* **Task objective**:
Every record should be copied exactly, except that pictures are to be omitted.
* Begin *
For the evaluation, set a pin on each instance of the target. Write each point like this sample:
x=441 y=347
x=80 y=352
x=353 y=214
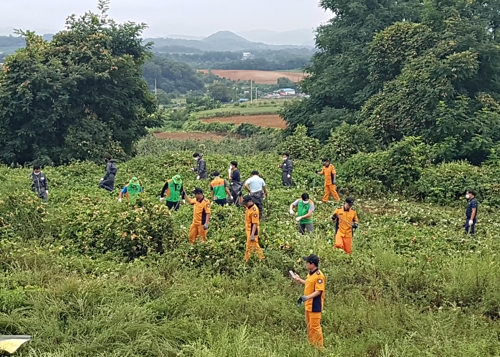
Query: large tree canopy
x=76 y=96
x=405 y=68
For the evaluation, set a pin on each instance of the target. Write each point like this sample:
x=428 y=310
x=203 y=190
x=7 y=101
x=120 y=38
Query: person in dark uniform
x=235 y=184
x=471 y=212
x=287 y=169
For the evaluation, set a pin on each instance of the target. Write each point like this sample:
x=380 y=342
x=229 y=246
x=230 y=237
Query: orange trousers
x=314 y=331
x=343 y=242
x=197 y=230
x=331 y=190
x=253 y=247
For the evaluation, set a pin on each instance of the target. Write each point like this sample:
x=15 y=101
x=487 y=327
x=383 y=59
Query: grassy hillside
x=81 y=273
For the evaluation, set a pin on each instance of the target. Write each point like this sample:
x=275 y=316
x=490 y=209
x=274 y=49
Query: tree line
x=387 y=69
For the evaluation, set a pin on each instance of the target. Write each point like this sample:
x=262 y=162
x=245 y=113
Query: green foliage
x=348 y=140
x=405 y=69
x=77 y=95
x=299 y=145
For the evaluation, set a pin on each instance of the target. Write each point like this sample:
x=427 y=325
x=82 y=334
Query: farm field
x=267 y=121
x=84 y=278
x=263 y=77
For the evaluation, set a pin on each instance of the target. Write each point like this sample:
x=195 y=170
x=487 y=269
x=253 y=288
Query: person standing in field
x=39 y=183
x=173 y=191
x=235 y=182
x=330 y=181
x=131 y=190
x=201 y=216
x=471 y=212
x=346 y=220
x=287 y=169
x=256 y=187
x=108 y=181
x=314 y=299
x=252 y=225
x=305 y=209
x=220 y=189
x=201 y=167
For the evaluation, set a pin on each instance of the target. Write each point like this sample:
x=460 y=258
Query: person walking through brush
x=39 y=183
x=220 y=189
x=330 y=180
x=201 y=216
x=235 y=183
x=173 y=191
x=346 y=220
x=313 y=299
x=305 y=209
x=471 y=212
x=287 y=169
x=252 y=225
x=201 y=167
x=108 y=181
x=131 y=190
x=256 y=187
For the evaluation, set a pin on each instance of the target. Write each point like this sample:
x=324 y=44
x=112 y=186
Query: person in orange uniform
x=201 y=216
x=330 y=180
x=346 y=220
x=252 y=221
x=314 y=299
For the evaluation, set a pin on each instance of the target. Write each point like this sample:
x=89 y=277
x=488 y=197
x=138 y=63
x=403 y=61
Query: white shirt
x=255 y=183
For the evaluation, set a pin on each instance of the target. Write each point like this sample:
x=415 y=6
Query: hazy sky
x=165 y=17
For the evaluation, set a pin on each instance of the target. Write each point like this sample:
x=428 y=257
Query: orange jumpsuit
x=315 y=281
x=200 y=211
x=343 y=238
x=330 y=188
x=252 y=217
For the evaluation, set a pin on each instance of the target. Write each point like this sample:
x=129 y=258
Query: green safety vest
x=174 y=194
x=219 y=188
x=303 y=209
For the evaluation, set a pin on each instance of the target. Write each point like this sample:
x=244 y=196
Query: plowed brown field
x=192 y=136
x=268 y=120
x=263 y=77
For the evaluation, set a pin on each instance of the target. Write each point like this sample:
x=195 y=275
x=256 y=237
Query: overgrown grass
x=415 y=284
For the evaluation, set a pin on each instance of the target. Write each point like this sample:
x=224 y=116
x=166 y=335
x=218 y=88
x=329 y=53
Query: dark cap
x=247 y=199
x=313 y=259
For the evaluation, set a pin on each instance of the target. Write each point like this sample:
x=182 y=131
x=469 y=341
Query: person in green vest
x=305 y=209
x=131 y=190
x=173 y=191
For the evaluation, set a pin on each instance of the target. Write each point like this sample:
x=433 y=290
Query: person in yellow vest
x=313 y=299
x=346 y=220
x=201 y=216
x=330 y=180
x=252 y=224
x=220 y=189
x=305 y=209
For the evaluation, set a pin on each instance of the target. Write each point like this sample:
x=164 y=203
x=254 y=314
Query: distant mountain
x=295 y=37
x=219 y=41
x=184 y=37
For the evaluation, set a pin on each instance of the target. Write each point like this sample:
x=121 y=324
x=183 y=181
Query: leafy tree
x=219 y=92
x=77 y=95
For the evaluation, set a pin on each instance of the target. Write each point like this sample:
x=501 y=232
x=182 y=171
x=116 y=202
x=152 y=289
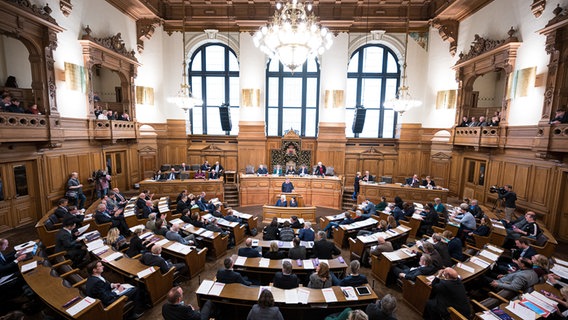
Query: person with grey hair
x=286 y=279
x=383 y=309
x=324 y=249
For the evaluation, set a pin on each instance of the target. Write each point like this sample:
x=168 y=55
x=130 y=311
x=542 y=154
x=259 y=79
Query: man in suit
x=286 y=279
x=319 y=170
x=261 y=170
x=173 y=235
x=99 y=288
x=287 y=186
x=307 y=233
x=248 y=251
x=324 y=249
x=228 y=275
x=116 y=219
x=303 y=171
x=424 y=267
x=447 y=291
x=155 y=259
x=176 y=309
x=65 y=241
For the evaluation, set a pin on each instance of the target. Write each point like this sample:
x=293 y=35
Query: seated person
x=321 y=278
x=282 y=201
x=277 y=170
x=227 y=275
x=287 y=186
x=424 y=267
x=154 y=259
x=99 y=288
x=290 y=170
x=248 y=251
x=353 y=280
x=307 y=233
x=286 y=279
x=286 y=233
x=274 y=252
x=271 y=232
x=303 y=171
x=428 y=182
x=298 y=251
x=261 y=170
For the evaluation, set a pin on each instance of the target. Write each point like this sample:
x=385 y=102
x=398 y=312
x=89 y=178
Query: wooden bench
x=306 y=213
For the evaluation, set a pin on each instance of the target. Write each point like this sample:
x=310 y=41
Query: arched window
x=292 y=98
x=214 y=76
x=372 y=78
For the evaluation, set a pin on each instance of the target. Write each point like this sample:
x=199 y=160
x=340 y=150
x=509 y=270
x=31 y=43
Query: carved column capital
x=537 y=7
x=145 y=28
x=448 y=30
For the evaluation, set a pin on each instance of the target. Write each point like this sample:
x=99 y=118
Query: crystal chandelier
x=293 y=35
x=403 y=102
x=184 y=99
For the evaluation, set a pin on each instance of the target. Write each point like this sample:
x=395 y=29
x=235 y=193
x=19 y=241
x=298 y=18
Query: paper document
x=78 y=307
x=329 y=295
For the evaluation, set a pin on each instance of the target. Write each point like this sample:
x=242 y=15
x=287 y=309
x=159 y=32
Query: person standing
x=510 y=201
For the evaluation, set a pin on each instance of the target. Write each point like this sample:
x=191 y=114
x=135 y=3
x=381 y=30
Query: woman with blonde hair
x=320 y=279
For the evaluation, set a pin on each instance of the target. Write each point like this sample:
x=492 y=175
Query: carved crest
x=114 y=43
x=481 y=45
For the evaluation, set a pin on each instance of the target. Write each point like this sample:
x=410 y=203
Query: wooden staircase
x=231 y=194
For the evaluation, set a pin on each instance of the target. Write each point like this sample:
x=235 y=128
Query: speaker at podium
x=359 y=119
x=225 y=115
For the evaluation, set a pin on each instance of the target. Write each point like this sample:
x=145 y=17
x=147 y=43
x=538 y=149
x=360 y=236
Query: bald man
* End *
* **Right answer**:
For the evaluation, set a pin on each instance of the target. Write each point like this sample:
x=441 y=347
x=80 y=352
x=353 y=214
Query: large tree canopy
x=76 y=96
x=405 y=68
For the evaluation, set a pin on each instance of the target. Write each point like this sample:
x=428 y=310
x=203 y=190
x=7 y=101
x=120 y=38
Query: person in dark uniform
x=235 y=184
x=471 y=212
x=287 y=169
For the evaluation, set a pin on each instance of the target. Write each point like this sample:
x=380 y=342
x=229 y=246
x=230 y=237
Query: orange trousers
x=314 y=331
x=343 y=242
x=197 y=230
x=331 y=190
x=253 y=247
For the evaluation, set a pin on each instance of the target. Write each point like this sample:
x=15 y=101
x=487 y=327
x=383 y=59
Query: grassy hillside
x=81 y=273
For the evaluation, set a pin on each instance of the target. Write each point like this sample:
x=275 y=316
x=490 y=209
x=274 y=49
Query: tree line
x=387 y=69
For the evaluation, set a pin on each instance of the target. Write each point like this sample:
x=262 y=162
x=245 y=113
Query: green foliage
x=348 y=140
x=405 y=69
x=77 y=95
x=299 y=145
For the evaluation, set a pin on each instance of the target. Write each point like this sample:
x=427 y=325
x=82 y=334
Query: farm field
x=267 y=121
x=84 y=278
x=263 y=77
For the evaluation, set a pin on each instance of the target. Write each point like this sample:
x=195 y=170
x=487 y=269
x=253 y=288
Query: person standing in field
x=39 y=183
x=173 y=191
x=235 y=182
x=330 y=181
x=131 y=190
x=201 y=216
x=471 y=212
x=346 y=220
x=287 y=169
x=256 y=187
x=108 y=181
x=314 y=299
x=252 y=225
x=305 y=209
x=220 y=189
x=201 y=167
For the evaluation, set a pin on each instance of the target. Write each point like this sample:
x=460 y=258
Query: person walking through brush
x=39 y=183
x=220 y=189
x=330 y=180
x=201 y=216
x=235 y=183
x=173 y=191
x=346 y=220
x=313 y=299
x=305 y=209
x=471 y=212
x=287 y=169
x=252 y=225
x=201 y=167
x=108 y=181
x=131 y=190
x=256 y=187
For the evaluation, set a pin on each instance of the target. Write each point like this sample:
x=324 y=44
x=112 y=186
Query: person in orange uniform
x=201 y=216
x=330 y=180
x=346 y=220
x=252 y=221
x=314 y=299
For the evaluation, set a pin on each instance of the target. Write each point like this sample:
x=89 y=277
x=488 y=197
x=138 y=63
x=403 y=61
Query: white shirt
x=255 y=183
For the evaluation, set a pin on each instance of the target. Write each point like this sample:
x=415 y=6
Query: hazy sky
x=165 y=17
For the evaluation, set a pin on each instance of the target. Write each point like this sample:
x=428 y=257
Query: orange jumpsuit
x=315 y=281
x=200 y=211
x=343 y=238
x=330 y=188
x=252 y=217
For the evaluation, set a pin on each instance of the target. Write each point like this sample:
x=129 y=258
Query: green safety vest
x=174 y=194
x=219 y=188
x=303 y=209
For the evaluation, set a pin on each instance of the target. Write each point like this sample:
x=244 y=196
Query: plowed brown field
x=192 y=136
x=268 y=120
x=263 y=77
For the evaluation, set a pin on each instance of the target. Write each point like this sample:
x=195 y=275
x=256 y=237
Query: overgrown grass
x=415 y=284
For the evaluation, set a pin on each instance of the target. Write each point like this sample:
x=224 y=116
x=166 y=335
x=218 y=88
x=329 y=53
Query: dark cap
x=247 y=199
x=313 y=259
For the evaluation, set a pin on each instance of the target. Write each point like this sample:
x=182 y=131
x=469 y=341
Query: person in green vest
x=305 y=209
x=131 y=190
x=173 y=191
For the evaluation, set a pin on each instance of the target. Write each point like this sample:
x=433 y=290
Query: person in yellow vest
x=313 y=299
x=346 y=220
x=201 y=216
x=330 y=180
x=252 y=224
x=220 y=189
x=305 y=209
For the evaluation, set a pin on each instance of the target. Write each point like this sample:
x=164 y=203
x=254 y=314
Query: distant mountain
x=295 y=37
x=219 y=41
x=184 y=37
For the evaluation, set a pin on each instance of the target. Write each point like this sample:
x=121 y=324
x=183 y=181
Query: leafy tree
x=219 y=92
x=77 y=95
For the evaluation, set a pin on each instance of the target. Write each point like this sample:
x=501 y=232
x=182 y=171
x=116 y=202
x=152 y=289
Query: person with grey hair
x=286 y=279
x=383 y=309
x=324 y=249
For the evaluation, set a pin on each instance of the target. Write each point like this sample:
x=168 y=55
x=130 y=311
x=542 y=154
x=259 y=79
Query: man in suit
x=286 y=279
x=319 y=170
x=261 y=170
x=173 y=235
x=99 y=288
x=287 y=186
x=307 y=233
x=248 y=251
x=324 y=249
x=228 y=275
x=116 y=219
x=303 y=171
x=424 y=267
x=447 y=291
x=155 y=259
x=176 y=309
x=65 y=241
For the evaluation, set a pin on each instance of the target. Write each point like this sample:
x=293 y=35
Query: seated person
x=321 y=278
x=282 y=201
x=277 y=170
x=227 y=275
x=287 y=186
x=424 y=267
x=154 y=259
x=99 y=288
x=290 y=170
x=248 y=251
x=353 y=280
x=307 y=233
x=286 y=279
x=286 y=233
x=274 y=252
x=271 y=232
x=303 y=171
x=428 y=182
x=298 y=251
x=261 y=170
For the evaluation, set a pin on each instance of the target. Write each point like this sample:
x=385 y=102
x=398 y=312
x=89 y=178
Query: wooden bench
x=306 y=213
For the evaluation, set a pin on each instance of the target. Write each point like this sample:
x=310 y=41
Query: arched window
x=292 y=98
x=214 y=76
x=372 y=78
For the evaluation, set a pin on each instance of the target. Write each point like this sample:
x=199 y=160
x=340 y=150
x=509 y=270
x=31 y=43
Query: carved column capital
x=537 y=7
x=145 y=28
x=448 y=30
For the evaluation, set a pin on each instance of the target. Write each point like this sample:
x=99 y=118
Query: crystal chandelier
x=293 y=35
x=403 y=102
x=184 y=99
For the evaluation, set a pin on each instance of the target. Write each point like this sample:
x=395 y=29
x=235 y=193
x=19 y=241
x=298 y=18
Query: paper document
x=78 y=307
x=329 y=295
For the evaluation, set a pin on each instance of the target. Write each point like this sample:
x=242 y=15
x=287 y=309
x=159 y=32
Query: person standing
x=510 y=201
For the evaluation, set a pin on each instance of the target. Write each point like this sample:
x=191 y=114
x=135 y=3
x=381 y=30
Query: woman with blonde hair
x=320 y=279
For the evaluation, set a pin on each instance of the target. Write each point like this sample:
x=492 y=175
Query: carved crest
x=114 y=43
x=481 y=45
For the evaluation, set a pin on each instance of the target. Write each point like this sample:
x=410 y=203
Query: wooden staircase
x=231 y=194
For the evaluation, set a pin on each instance of the target. Write each point like this sample:
x=235 y=128
Query: speaker at podium
x=359 y=119
x=225 y=115
For the evaluation, set a pin on each instance of the target. Write each point like this sample:
x=145 y=17
x=147 y=43
x=538 y=149
x=360 y=236
Query: bald man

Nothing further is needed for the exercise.